_Tugas Latihan_
1. Menurut teks tentang gerakan kedaulatan di Hawaii, kekuasaan siapa yang ditumbangkan oleh aneksasi dan pendirian Republik Hawaii tahun 1893–1894?
2. Lanjutkan teks tentang gerakan kedaulatan di Hawaii setelah kalimat terakhirnya.

_Teks Bacaan_
- - -

Gerakan Kedaulatan di Hawaii dan Penghargaan Atas Masyarakat Adat
Pendekatan terhadap Papua haruslah menggunakan pendekatan adat dan sudut pandang Papua dalam posisi setara. Upaya semacam itu telah dicoba oleh Amerika Serikat terhadap Hawaii dan Perancis terhadap Kaledonia Baru.
Isu separatisme dan keberadaan kelompok separatis tidak hanya terjadi di Papua tetapi juga di beberapa negara lain yang juga berada di kawasan Pasifik. Di negara demokrasi yang sudah berusia 200 tahun lebih pun, yakni di Amerika Serikat, muncul gerakan kedaulatan dan kemerdekaan masyarakat asli, Ke’ea Hawai’i, di negara bagian Hawaii.
Kelompok Ke’ea Hawai’i menuntut kedaulatan atas Hawaii yang dianeksasi militer Amerika Serikat dan pendirian Republik Hawaii tahun 1893 – 1894 yang menumbangkan kekuasaan Ratu Hawaii Liliuokalani (1838 - 1917). Thomas J Craughwell dalam buku 5.000 Years of Royalty Kings, Queens, Emperors, and Tsars menulis, kelompok migran asal Amerika Serikat yang menganut paham aneksasi mendorong agar Hawaii menjadi bagian Amerika Serikat.

- - -

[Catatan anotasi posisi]
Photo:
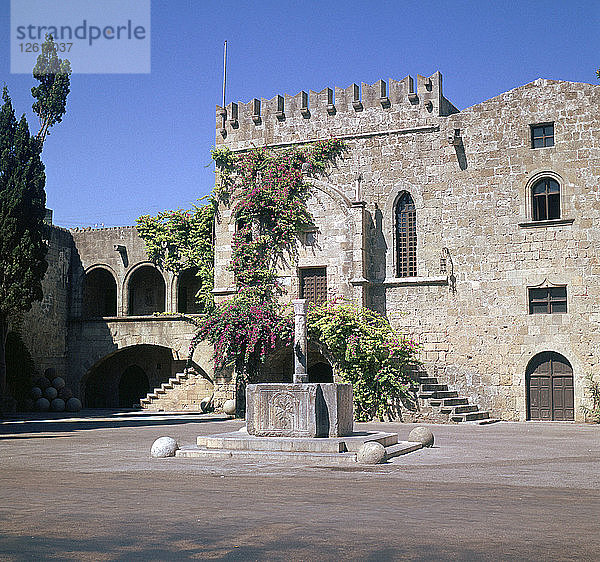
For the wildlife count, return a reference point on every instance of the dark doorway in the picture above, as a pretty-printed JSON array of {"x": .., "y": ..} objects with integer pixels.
[
  {"x": 188, "y": 286},
  {"x": 549, "y": 381},
  {"x": 132, "y": 386},
  {"x": 146, "y": 292},
  {"x": 313, "y": 284},
  {"x": 320, "y": 372},
  {"x": 99, "y": 294}
]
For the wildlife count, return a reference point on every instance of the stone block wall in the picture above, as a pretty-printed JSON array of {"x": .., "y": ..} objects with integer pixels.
[{"x": 470, "y": 175}]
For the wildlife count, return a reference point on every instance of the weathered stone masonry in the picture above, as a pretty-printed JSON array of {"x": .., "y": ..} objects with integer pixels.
[{"x": 479, "y": 248}]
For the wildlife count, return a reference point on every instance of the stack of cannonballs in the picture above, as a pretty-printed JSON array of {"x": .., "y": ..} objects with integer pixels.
[{"x": 51, "y": 393}]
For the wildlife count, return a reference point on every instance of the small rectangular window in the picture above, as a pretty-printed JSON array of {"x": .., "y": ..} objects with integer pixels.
[
  {"x": 542, "y": 135},
  {"x": 548, "y": 300}
]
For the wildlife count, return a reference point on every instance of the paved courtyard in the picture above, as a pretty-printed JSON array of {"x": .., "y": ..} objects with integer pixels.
[{"x": 85, "y": 489}]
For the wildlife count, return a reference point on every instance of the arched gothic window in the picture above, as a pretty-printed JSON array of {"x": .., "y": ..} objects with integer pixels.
[
  {"x": 545, "y": 195},
  {"x": 406, "y": 237}
]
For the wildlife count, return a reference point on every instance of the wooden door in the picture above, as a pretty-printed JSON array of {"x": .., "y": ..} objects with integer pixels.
[
  {"x": 313, "y": 284},
  {"x": 550, "y": 388}
]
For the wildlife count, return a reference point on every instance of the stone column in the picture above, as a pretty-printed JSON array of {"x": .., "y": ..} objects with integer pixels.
[{"x": 300, "y": 341}]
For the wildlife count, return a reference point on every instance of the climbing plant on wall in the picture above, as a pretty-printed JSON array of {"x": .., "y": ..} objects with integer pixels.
[{"x": 182, "y": 239}]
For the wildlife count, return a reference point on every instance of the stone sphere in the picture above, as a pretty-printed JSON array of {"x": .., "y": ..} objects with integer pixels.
[
  {"x": 371, "y": 453},
  {"x": 58, "y": 383},
  {"x": 42, "y": 405},
  {"x": 206, "y": 404},
  {"x": 421, "y": 435},
  {"x": 42, "y": 382},
  {"x": 57, "y": 405},
  {"x": 65, "y": 393},
  {"x": 229, "y": 407},
  {"x": 164, "y": 447},
  {"x": 73, "y": 405},
  {"x": 51, "y": 393}
]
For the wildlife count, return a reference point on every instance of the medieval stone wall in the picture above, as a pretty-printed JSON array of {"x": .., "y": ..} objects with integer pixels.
[{"x": 470, "y": 175}]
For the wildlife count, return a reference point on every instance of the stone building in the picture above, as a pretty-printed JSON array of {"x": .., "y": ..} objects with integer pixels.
[
  {"x": 474, "y": 231},
  {"x": 104, "y": 323}
]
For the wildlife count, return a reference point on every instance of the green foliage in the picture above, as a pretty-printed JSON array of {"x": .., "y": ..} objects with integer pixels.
[
  {"x": 53, "y": 74},
  {"x": 365, "y": 351},
  {"x": 243, "y": 330},
  {"x": 22, "y": 210},
  {"x": 19, "y": 368},
  {"x": 593, "y": 388},
  {"x": 182, "y": 239},
  {"x": 270, "y": 193}
]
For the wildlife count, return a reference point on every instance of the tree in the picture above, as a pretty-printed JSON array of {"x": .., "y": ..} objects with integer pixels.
[
  {"x": 22, "y": 196},
  {"x": 53, "y": 75},
  {"x": 22, "y": 209}
]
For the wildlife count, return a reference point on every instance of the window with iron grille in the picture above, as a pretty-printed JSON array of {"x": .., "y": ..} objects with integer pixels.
[
  {"x": 548, "y": 300},
  {"x": 542, "y": 135},
  {"x": 406, "y": 237},
  {"x": 313, "y": 284},
  {"x": 545, "y": 196}
]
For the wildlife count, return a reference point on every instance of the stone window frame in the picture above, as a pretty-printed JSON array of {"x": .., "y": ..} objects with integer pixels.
[
  {"x": 411, "y": 256},
  {"x": 564, "y": 194},
  {"x": 544, "y": 124},
  {"x": 550, "y": 300}
]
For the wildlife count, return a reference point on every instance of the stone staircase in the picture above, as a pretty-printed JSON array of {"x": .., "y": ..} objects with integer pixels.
[
  {"x": 435, "y": 395},
  {"x": 184, "y": 391}
]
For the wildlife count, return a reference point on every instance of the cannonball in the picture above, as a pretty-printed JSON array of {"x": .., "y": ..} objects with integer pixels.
[
  {"x": 371, "y": 452},
  {"x": 57, "y": 405},
  {"x": 42, "y": 404},
  {"x": 164, "y": 447},
  {"x": 73, "y": 405},
  {"x": 65, "y": 393},
  {"x": 51, "y": 393},
  {"x": 42, "y": 382},
  {"x": 58, "y": 383},
  {"x": 421, "y": 435},
  {"x": 229, "y": 407},
  {"x": 206, "y": 404}
]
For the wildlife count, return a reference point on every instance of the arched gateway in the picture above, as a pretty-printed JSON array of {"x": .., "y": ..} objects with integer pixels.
[{"x": 549, "y": 381}]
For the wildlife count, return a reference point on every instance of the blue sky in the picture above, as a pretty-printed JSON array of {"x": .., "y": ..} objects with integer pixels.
[{"x": 139, "y": 143}]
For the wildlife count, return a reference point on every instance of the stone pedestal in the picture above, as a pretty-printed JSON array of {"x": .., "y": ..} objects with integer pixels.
[{"x": 299, "y": 410}]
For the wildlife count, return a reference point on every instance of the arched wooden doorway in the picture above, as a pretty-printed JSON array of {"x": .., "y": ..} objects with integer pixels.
[
  {"x": 549, "y": 381},
  {"x": 133, "y": 385}
]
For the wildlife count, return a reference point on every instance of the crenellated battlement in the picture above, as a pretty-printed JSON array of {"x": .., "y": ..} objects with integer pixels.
[{"x": 352, "y": 110}]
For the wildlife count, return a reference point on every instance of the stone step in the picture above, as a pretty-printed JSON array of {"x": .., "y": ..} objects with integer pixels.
[
  {"x": 445, "y": 394},
  {"x": 470, "y": 416},
  {"x": 432, "y": 387},
  {"x": 428, "y": 380}
]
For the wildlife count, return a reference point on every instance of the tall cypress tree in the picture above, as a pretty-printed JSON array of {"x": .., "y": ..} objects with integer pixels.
[{"x": 22, "y": 210}]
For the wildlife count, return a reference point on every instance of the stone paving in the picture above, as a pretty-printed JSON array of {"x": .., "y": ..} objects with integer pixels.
[{"x": 86, "y": 488}]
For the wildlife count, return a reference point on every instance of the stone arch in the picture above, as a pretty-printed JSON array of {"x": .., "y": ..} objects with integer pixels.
[
  {"x": 388, "y": 223},
  {"x": 100, "y": 386},
  {"x": 186, "y": 286},
  {"x": 535, "y": 177},
  {"x": 145, "y": 289},
  {"x": 99, "y": 291}
]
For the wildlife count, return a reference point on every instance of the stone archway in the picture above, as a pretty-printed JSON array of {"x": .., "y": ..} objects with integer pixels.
[
  {"x": 113, "y": 381},
  {"x": 549, "y": 384}
]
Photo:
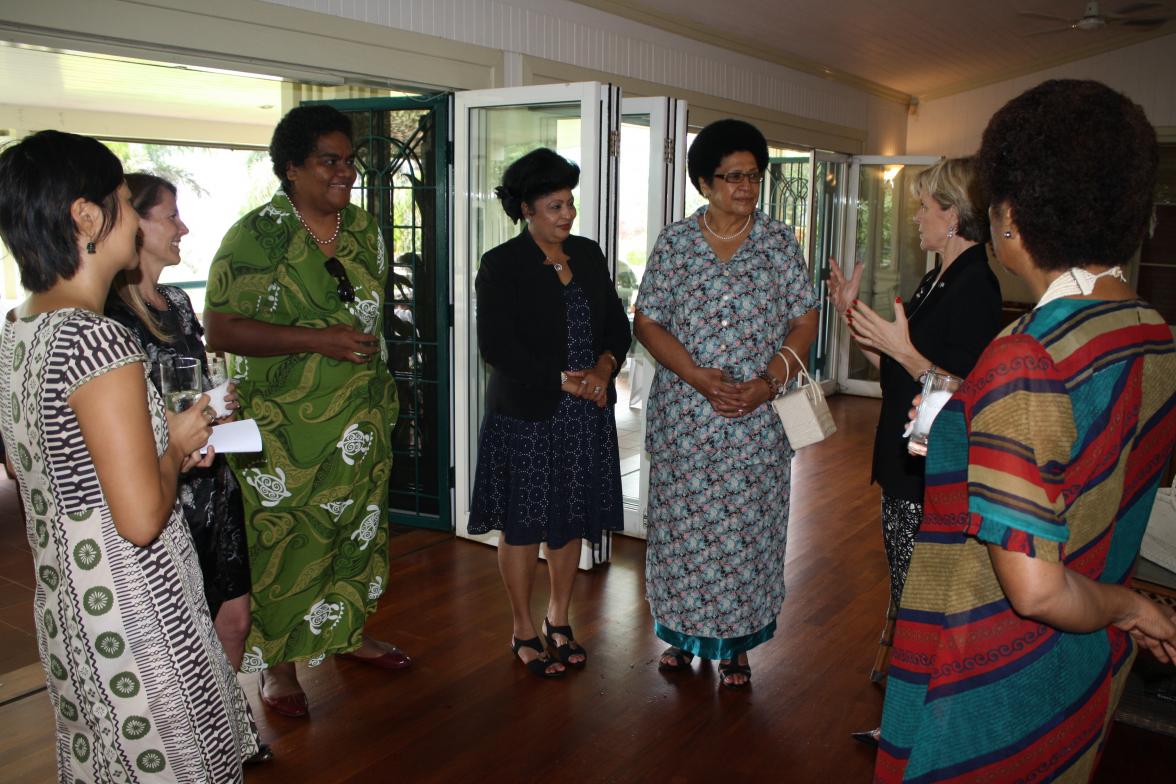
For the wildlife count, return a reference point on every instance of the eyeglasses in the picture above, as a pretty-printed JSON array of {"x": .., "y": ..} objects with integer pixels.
[
  {"x": 735, "y": 178},
  {"x": 335, "y": 269}
]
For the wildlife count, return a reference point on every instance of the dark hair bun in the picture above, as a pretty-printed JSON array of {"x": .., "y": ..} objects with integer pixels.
[{"x": 534, "y": 175}]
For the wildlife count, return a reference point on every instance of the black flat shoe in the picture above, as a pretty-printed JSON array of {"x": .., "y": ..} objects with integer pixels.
[
  {"x": 870, "y": 737},
  {"x": 264, "y": 755},
  {"x": 567, "y": 650},
  {"x": 681, "y": 659},
  {"x": 733, "y": 668},
  {"x": 539, "y": 664}
]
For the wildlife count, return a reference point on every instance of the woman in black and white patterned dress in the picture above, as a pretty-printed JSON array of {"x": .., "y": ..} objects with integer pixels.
[
  {"x": 165, "y": 323},
  {"x": 140, "y": 687}
]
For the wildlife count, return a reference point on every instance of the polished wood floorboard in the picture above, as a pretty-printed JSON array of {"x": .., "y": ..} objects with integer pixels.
[{"x": 467, "y": 712}]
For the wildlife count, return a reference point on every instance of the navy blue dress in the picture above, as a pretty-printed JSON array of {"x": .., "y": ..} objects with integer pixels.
[{"x": 558, "y": 480}]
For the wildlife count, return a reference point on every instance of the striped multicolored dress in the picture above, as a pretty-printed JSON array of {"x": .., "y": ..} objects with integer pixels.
[{"x": 1054, "y": 448}]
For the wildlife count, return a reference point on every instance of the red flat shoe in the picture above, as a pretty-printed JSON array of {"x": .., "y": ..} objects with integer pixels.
[
  {"x": 289, "y": 705},
  {"x": 393, "y": 659}
]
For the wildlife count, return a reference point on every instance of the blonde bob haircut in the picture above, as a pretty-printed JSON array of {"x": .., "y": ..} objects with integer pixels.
[{"x": 953, "y": 183}]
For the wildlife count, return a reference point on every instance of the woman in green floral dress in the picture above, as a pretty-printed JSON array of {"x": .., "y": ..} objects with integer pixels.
[{"x": 295, "y": 294}]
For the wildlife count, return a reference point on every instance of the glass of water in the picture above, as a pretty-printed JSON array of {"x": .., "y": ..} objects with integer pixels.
[{"x": 186, "y": 383}]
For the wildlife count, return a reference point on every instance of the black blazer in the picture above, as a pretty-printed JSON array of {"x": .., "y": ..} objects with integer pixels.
[
  {"x": 950, "y": 325},
  {"x": 522, "y": 330}
]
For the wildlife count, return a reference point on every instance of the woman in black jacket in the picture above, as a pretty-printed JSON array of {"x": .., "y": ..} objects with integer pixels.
[
  {"x": 953, "y": 315},
  {"x": 554, "y": 333}
]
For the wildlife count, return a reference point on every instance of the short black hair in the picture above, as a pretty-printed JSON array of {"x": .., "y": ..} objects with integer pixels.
[
  {"x": 296, "y": 134},
  {"x": 719, "y": 140},
  {"x": 1075, "y": 161},
  {"x": 40, "y": 178},
  {"x": 534, "y": 175}
]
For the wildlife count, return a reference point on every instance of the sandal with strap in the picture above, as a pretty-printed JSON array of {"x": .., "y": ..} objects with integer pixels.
[
  {"x": 733, "y": 668},
  {"x": 539, "y": 664},
  {"x": 681, "y": 659},
  {"x": 567, "y": 650}
]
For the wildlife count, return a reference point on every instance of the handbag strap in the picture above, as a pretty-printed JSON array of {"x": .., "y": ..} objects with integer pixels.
[{"x": 801, "y": 373}]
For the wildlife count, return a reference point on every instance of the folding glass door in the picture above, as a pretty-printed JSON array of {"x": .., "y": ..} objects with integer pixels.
[
  {"x": 492, "y": 128},
  {"x": 880, "y": 233}
]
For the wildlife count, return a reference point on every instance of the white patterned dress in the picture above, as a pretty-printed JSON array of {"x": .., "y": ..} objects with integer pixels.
[{"x": 140, "y": 685}]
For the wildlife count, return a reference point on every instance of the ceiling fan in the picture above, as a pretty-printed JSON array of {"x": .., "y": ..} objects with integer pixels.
[{"x": 1091, "y": 19}]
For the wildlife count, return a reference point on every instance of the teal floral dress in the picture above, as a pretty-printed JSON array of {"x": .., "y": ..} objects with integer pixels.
[{"x": 719, "y": 488}]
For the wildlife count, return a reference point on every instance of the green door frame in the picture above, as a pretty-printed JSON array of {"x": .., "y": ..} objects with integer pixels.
[{"x": 420, "y": 497}]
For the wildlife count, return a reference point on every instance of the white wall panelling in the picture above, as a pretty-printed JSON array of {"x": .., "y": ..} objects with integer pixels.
[
  {"x": 1146, "y": 72},
  {"x": 579, "y": 35}
]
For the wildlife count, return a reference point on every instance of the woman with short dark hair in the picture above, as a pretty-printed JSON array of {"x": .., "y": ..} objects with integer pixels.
[
  {"x": 295, "y": 294},
  {"x": 725, "y": 294},
  {"x": 554, "y": 334},
  {"x": 139, "y": 683},
  {"x": 1017, "y": 628}
]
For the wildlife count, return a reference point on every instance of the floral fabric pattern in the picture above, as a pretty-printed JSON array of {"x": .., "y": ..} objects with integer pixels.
[{"x": 719, "y": 488}]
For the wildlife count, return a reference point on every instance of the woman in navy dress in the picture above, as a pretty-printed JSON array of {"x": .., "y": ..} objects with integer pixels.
[{"x": 553, "y": 333}]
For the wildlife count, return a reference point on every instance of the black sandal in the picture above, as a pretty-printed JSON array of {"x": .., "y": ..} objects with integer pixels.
[
  {"x": 681, "y": 659},
  {"x": 733, "y": 668},
  {"x": 567, "y": 650},
  {"x": 539, "y": 664}
]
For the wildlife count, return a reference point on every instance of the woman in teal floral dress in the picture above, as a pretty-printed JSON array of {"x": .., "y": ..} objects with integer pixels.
[{"x": 725, "y": 290}]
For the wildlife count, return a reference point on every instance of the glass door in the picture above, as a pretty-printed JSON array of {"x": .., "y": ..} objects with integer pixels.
[
  {"x": 492, "y": 128},
  {"x": 652, "y": 187},
  {"x": 879, "y": 233}
]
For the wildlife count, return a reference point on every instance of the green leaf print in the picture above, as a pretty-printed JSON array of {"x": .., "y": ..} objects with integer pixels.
[
  {"x": 87, "y": 554},
  {"x": 125, "y": 684},
  {"x": 109, "y": 644},
  {"x": 151, "y": 762},
  {"x": 135, "y": 726},
  {"x": 81, "y": 746},
  {"x": 68, "y": 710},
  {"x": 49, "y": 577},
  {"x": 98, "y": 600}
]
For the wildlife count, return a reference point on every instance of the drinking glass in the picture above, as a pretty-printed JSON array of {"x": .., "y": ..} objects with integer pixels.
[
  {"x": 937, "y": 390},
  {"x": 186, "y": 383}
]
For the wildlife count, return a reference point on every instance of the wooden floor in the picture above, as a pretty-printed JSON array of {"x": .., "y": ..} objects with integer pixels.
[{"x": 468, "y": 712}]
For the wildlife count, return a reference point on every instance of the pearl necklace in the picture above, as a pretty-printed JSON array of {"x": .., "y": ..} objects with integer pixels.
[
  {"x": 334, "y": 235},
  {"x": 720, "y": 236}
]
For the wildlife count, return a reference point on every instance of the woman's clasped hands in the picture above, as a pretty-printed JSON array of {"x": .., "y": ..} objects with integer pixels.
[
  {"x": 729, "y": 399},
  {"x": 188, "y": 433}
]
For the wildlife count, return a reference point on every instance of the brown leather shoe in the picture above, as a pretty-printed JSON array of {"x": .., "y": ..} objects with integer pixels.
[
  {"x": 289, "y": 705},
  {"x": 393, "y": 659}
]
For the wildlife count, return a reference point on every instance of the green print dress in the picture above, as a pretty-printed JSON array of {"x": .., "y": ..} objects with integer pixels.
[{"x": 316, "y": 496}]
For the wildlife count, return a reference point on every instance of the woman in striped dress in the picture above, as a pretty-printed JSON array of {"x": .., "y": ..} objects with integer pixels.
[{"x": 1016, "y": 629}]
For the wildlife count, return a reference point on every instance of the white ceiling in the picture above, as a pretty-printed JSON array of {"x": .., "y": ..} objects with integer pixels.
[
  {"x": 39, "y": 78},
  {"x": 919, "y": 47}
]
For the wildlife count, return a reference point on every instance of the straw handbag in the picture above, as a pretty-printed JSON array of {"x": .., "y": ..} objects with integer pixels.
[
  {"x": 1160, "y": 538},
  {"x": 803, "y": 411}
]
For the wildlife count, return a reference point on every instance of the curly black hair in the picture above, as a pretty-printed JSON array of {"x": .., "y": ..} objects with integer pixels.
[
  {"x": 296, "y": 133},
  {"x": 40, "y": 178},
  {"x": 719, "y": 140},
  {"x": 534, "y": 175},
  {"x": 1075, "y": 162}
]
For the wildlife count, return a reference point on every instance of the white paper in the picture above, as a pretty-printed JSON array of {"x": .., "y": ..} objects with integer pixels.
[
  {"x": 216, "y": 399},
  {"x": 235, "y": 436}
]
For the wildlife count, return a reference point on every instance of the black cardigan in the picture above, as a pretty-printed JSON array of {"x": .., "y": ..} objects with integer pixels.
[
  {"x": 950, "y": 326},
  {"x": 522, "y": 330}
]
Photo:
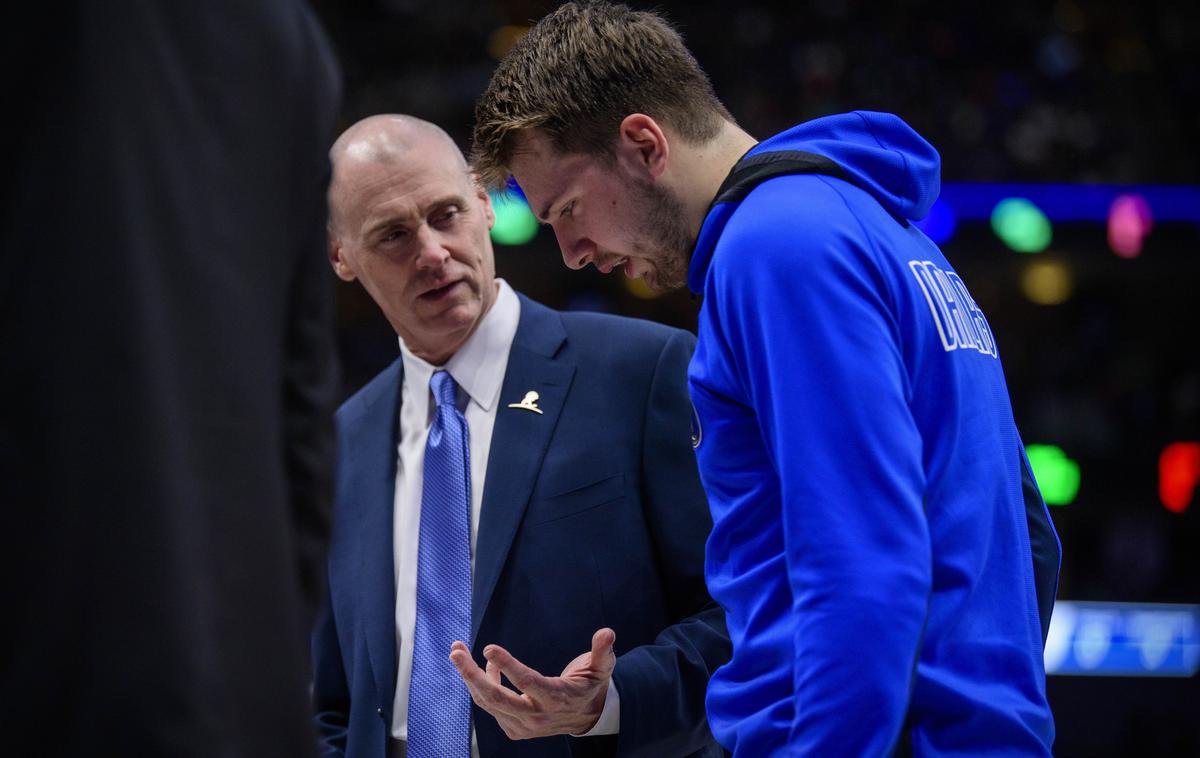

- - -

_Jawaban_
1. Kekuasaan Ratu Hawaii Liliuokalani (1838–1917).

2.
Langkah Ratu Liliuokalani memulihkan konstitusi Hawaii untuk mengembalikan hak-hak Kerajaan Hawaii ternyata dijadikan pintu masuk oleh golongan aneksasi, yakni para migran Amerika, untuk mengundang intervensi militer Amerika Serikat. Mereka berdalih melindungi warga negara Amerika Serikat dan harta bendanya. Ketika itu, banyak orang asing asal Amerika Serikat yang berbisnis di Hawaii, terutama usaha kebun tebu.
Ratu Liliuokalani kemudian ditumbangkan dari takhta. Dia meminta Presiden Amerika Serikat Grover Cleveland mengembalikan kekuasaanya namun tuntutan itu tidak dipenuhi. Mantan Ratu Hawaii itu hanya diberi kompensasi kebun tebu seluas 6.000 ekar dan pensiun 4.000 dolar AS per tahun. Liliuokalani kemudian mewakafkan hartanya kepada warga asli Hawaii melalui yayasan.
Setelah upaya aneksasi Hawaii, sempat terjadi pemberontakan rakyat Hawaii yang segera dipadamkan penguasa baru, yakni Amerika Serikat. Aneksasi penuh berlangsung selama tahun 1898, bersamaan dengan masa Perang Amerika Serikat-Spanyol yang berhasil memperluas wilayah Amerika Serikat dengan Kuba, Puerto Rico, Guam, dan Filipina.
Perlahan tapi pasti, warga asli Hawaii tersingkir oleh ekspansi bisnis pendatang terutama warga Eropa yang menetap dan mengembangkan bisnis di kepulauan Hawaii . Selain itu, uji coba nuklir di abad ke-20 juga semakin meminggirkan masyarakat Hawaii.
Sejak kedatangan orang kulit putih, diawali James Cook tahun 1778 yang disaksikan Kamehameha muda (kelak menjadi Raja Kamehameha I pemersatu Hawaii), populasi orang asli Hawaii menyusut dari semula 300 ribu jiwa menjadi hanya 60.000 jiwa di tahun 1850. Warga Hawaii terserang penyakit cacar yang dibawa Bangsa Eropa. Wabah lebih lanjut menghabiskan orang asli Hawaii di tahun 1920 hingga tersisa 24.000 jiwa saja!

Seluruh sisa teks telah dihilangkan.